Name every person mentioned in the forum thread below about Zeno's paradox.

▶ SELECTION:
* START *
Quite a bit. You need to be able to handle varying speeds (which your
current analysis fails to handle). You need to be able to handle
arbitrary partitions of the path (which your current analysis fails to
handle). Etc.

> I suppose there was never really any paradox, just a poorly formulated, needlessly complicated analysis -- a dead-end as it turned out.

Of course there wasn't really a paradox. The fact that there's a
resolution to it shows that. However, that "needlessly overly
complicated analysis" has to be made to work since all the steps before
the last one are valid. You still have some work to do to resolve it.

Martin Shobe

[Dan Christensen]

On Monday, May 12, 2014 8:36:36 PM UTC-4, Martin Shobe wrote:

> > Well said. But so what? The precise notion of speed, however it may have been arrived at historically, allows you to mathematically solve the problem of a faster runner overtaking a slower one in the above scenario. You can calculate when and where the event will happen. What more is to be said?
>
>
>
> Quite a bit. You need to be able to handle varying speeds (which your
>
> current analysis fails to handle). You need to be able to handle
>
> arbitrary partitions of the path (which your current analysis fails to
>
> handle). Etc.
>

Again, in the above scenario with constant speeds in a straight line, algebraic methods are best approach. It makes the resolution of Zeno's "paradox" accessible to students in a pre-calculus course. Typically, it is resolved -- even in this simplified scenario -- with a converging series.

>
>
> > I suppose there was never really any paradox, just a poorly formulated, needlessly complicated analysis -- a dead-end as it turned out.
>
>
>
> Of course there wasn't really a paradox. The fact that there's a
>
> resolution to it shows that. However, that "needlessly overly
>
> complicated analysis" has to be made to work since all the steps before
>
> the last one are valid.

No, it doesn't. This approach is a dead-end. The very fact that this analysis concludes that a faster runner cannot possibly overtake a slower one should tip you off to that. It's like some kind of prank on a gullible public.

[Dan Christensen]

I think you are missing the point. We want to determine the point at which the faster runner catches up to the slower one using simple algebra. There is no need to decompose the race into infinite, ever decreasing intervals as seems to be the usual approach.
* END *
▶ COLLECTED DATA:
* START *
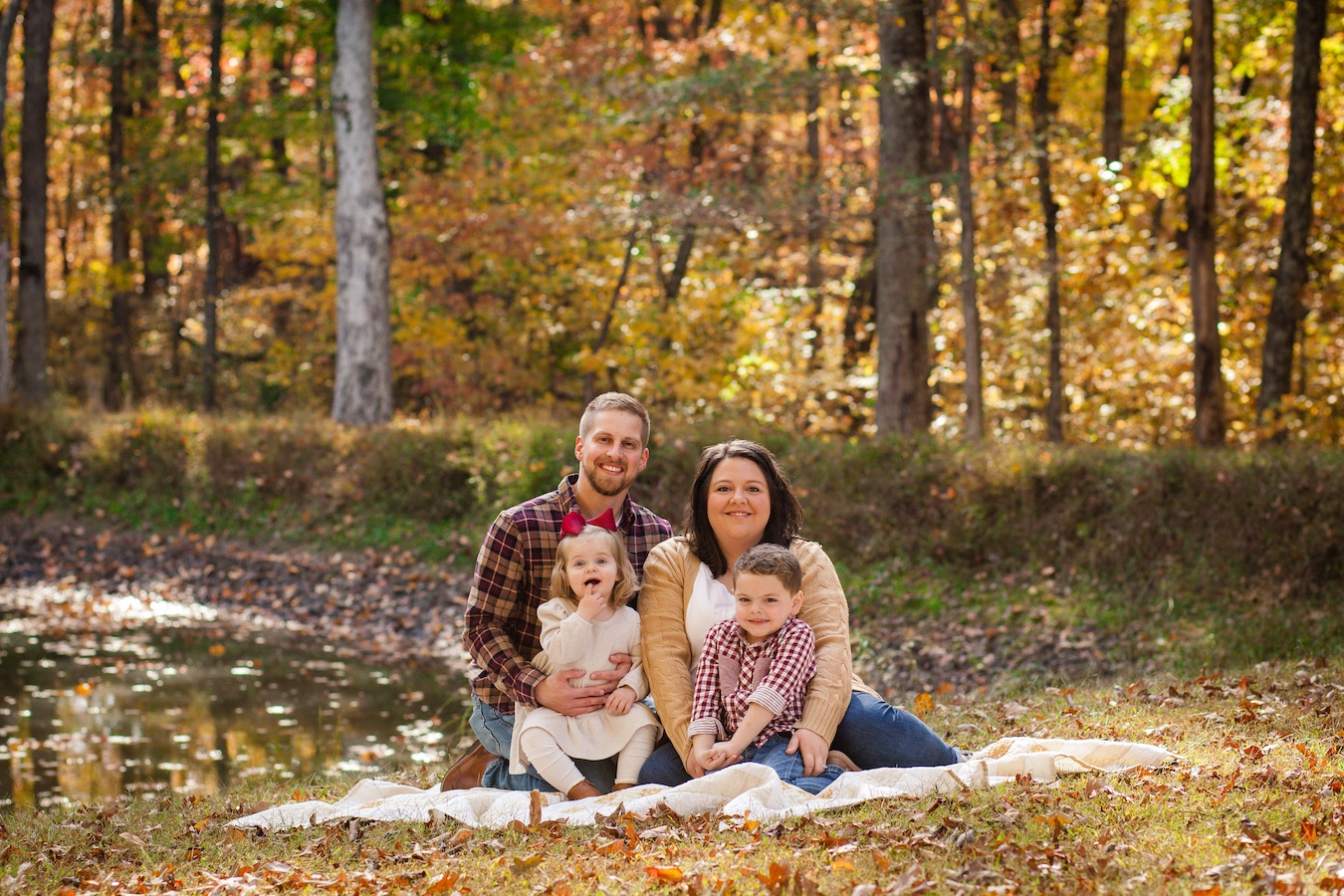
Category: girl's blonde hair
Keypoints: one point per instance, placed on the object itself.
* END *
▶ COMPLETE ANSWER: Martin Shobe, Dan Christensen, Zeno